Directions ▸ Copy out the lines below word for word, all of them, with nothing changed.

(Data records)
********************
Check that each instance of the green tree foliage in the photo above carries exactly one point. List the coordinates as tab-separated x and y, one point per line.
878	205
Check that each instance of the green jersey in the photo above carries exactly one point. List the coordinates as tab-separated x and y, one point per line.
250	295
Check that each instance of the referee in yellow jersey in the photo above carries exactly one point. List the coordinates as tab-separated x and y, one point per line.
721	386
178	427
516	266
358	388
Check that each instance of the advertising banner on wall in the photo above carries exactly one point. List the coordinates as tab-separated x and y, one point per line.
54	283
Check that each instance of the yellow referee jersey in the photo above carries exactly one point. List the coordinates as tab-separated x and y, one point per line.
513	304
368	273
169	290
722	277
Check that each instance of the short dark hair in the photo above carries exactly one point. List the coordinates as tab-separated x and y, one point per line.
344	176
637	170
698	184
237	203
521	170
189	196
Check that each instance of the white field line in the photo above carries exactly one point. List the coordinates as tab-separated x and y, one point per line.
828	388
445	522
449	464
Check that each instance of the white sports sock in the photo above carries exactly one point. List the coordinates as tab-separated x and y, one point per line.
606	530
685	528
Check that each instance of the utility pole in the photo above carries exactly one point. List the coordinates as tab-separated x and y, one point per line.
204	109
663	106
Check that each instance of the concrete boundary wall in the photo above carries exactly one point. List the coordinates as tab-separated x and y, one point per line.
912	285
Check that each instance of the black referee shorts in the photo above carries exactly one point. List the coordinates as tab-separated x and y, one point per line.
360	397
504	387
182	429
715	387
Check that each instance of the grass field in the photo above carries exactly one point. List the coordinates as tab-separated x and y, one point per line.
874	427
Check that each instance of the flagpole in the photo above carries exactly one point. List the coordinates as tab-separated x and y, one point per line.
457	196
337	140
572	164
********************
The output ▸
Check that each instance of the green tree foliage in the photo above carries exactly one point. List the coordinates as tab-separated x and y, one point per line.
878	205
Check that each instance of the green jersey in the photo above carries exactly one point. List the coordinates as tab-separated x and y, one point per line.
250	295
Check that each instance of the referee in yellow jersey in the photo above carries exactly one point. List the coordinates as tab-separated x and y, one point per line.
721	386
178	427
516	266
358	388
Check that each instance of the advertising banner on wall in the photo above carries exactly one point. List the coordinates as tab-separated x and y, one point per line.
54	283
Check that each instance of the yellow referee jersey in the photo above carries exactly one point. List the coordinates as tab-separated x and y, one point per line.
513	304
368	273
169	290
722	277
Check that each instance of the short dark hair in the photo above carries exactly one point. List the coordinates as tab-separated x and y, one point per line.
344	176
637	170
698	184
237	203
521	170
189	196
Check that each instance of the white field line in the photo above carries exactly one point. List the coordinates as tab-separated x and y, one point per line.
828	388
445	522
449	464
Check that each instance of the white sports sock in the photo above carries exactly one point. List the coordinates as tab-separated x and y, one point per line.
606	530
685	528
Check that each instance of the utility pole in the photo above carries exactly one point. List the coordinates as tab-separated x and y, one point per line.
204	109
663	106
Check that each instance of the concrete boundary wall in the photo above carries exactly one point. List the coordinates as tab-separated x and y, one point per line.
912	285
Check that each instance of the black referee shorts in the photo above carries exactly one point. List the coordinates as tab-separated x and y, one point per line.
360	397
504	387
182	429
715	387
Check that each instance of the grass field in the photo above carries exactly one point. List the coordinates as tab-separated x and y, one point per line.
874	427
Check that each instance of the flagpole in the photo above carries exactly one point. List the coordinates as tab-separated x and y, one point per line.
457	196
337	140
572	164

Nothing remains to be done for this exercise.